Work request 1. In the forum thread about shipping cars from Europe, quote the passage between "## JSpira (Oct" and "those stupid Volvos.", inclusive.
Work request 2. In the forum thread about shipping cars from Europe, which agent is named as handling drop-offs in Zurich on behalf of Harms?

Document extract.
Wow...that's about the slowest way a car can go from Brem to NY. My car made it to PH in only 5 more days. Must be all those stops. :thumbdwn:


----------



## Calif65GM (Mar 27, 2005)

MARCUS330i said:


> Email the Harms office where you dropped off the car. They know what ship you are on.


What if I didn't drop off at a Harms office but rather one of their agents (ie Zurich which is Gondrad)? Can I e-mail Harms in Munich and can they see it in their systems?

TIA


----------



## JSpira (Oct 21, 2002)

MARCUS330i said:


> Wow...that's about the slowest way a car can go from Brem to NY. My car made it to PH in only 5 more days. Must be all those stops.


 It is a longer trip, but it was the first boat BMW was booking passage on and gets in before any others. If only they weren't stopping to pick up those stupid Volvos.


----------



## MarcusSDCA (Jan 14, 2004)

Calif65GM said:


> What if I didn't drop off at a Harms office but rather one of their agents (ie Zurich which is Gondrad)? Can I e-mail Harms in Munich and can they see it in their systems?
> 
> TIA


Email the office you dropped off at.....wherever it was. I think the email addresses are online at BMWUSA.com in the Euro Delivery section.

Recorded information.

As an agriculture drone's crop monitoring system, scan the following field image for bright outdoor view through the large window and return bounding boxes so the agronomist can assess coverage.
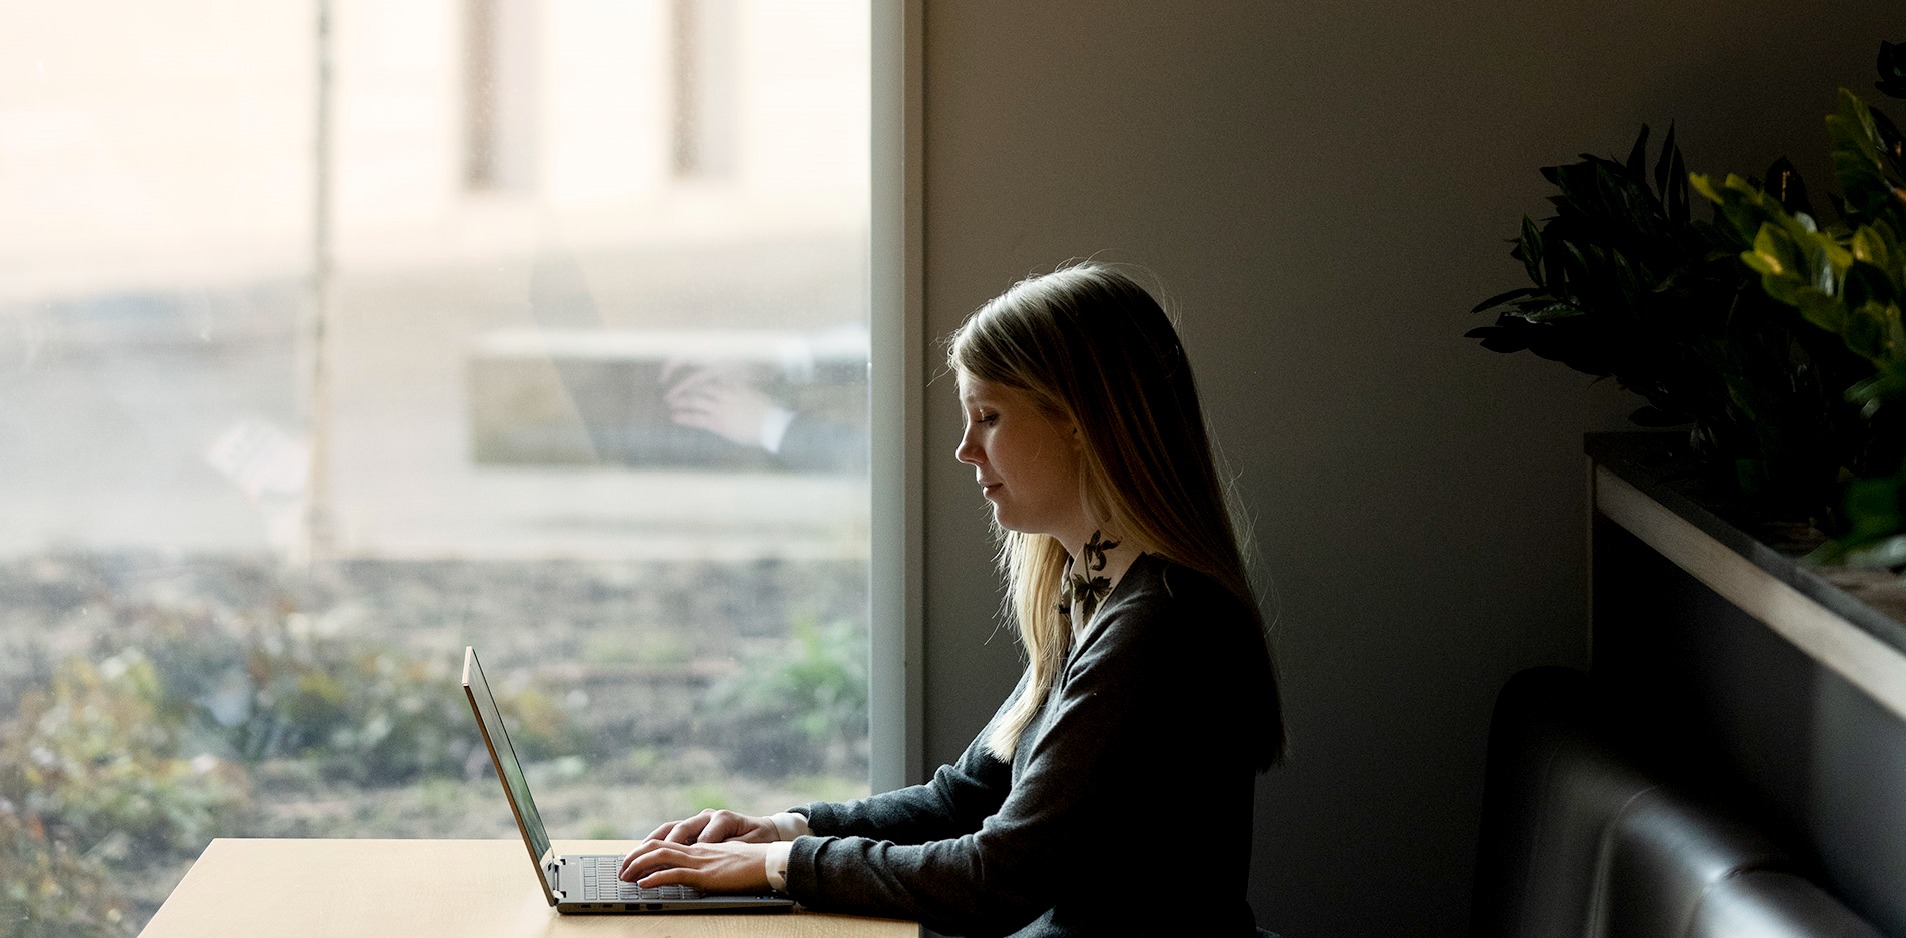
[0,0,869,936]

Task response 1.
## JSpira (Oct 21, 2002)

MARCUS330i said:


> Wow...that's about the slowest way a car can go from Brem to NY. My car made it to PH in only 5 more days. Must be all those stops.


 It is a longer trip, but it was the first boat BMW was booking passage on and gets in before any others. If only they weren't stopping to pick up those stupid Volvos.

Task response 2. Gondrad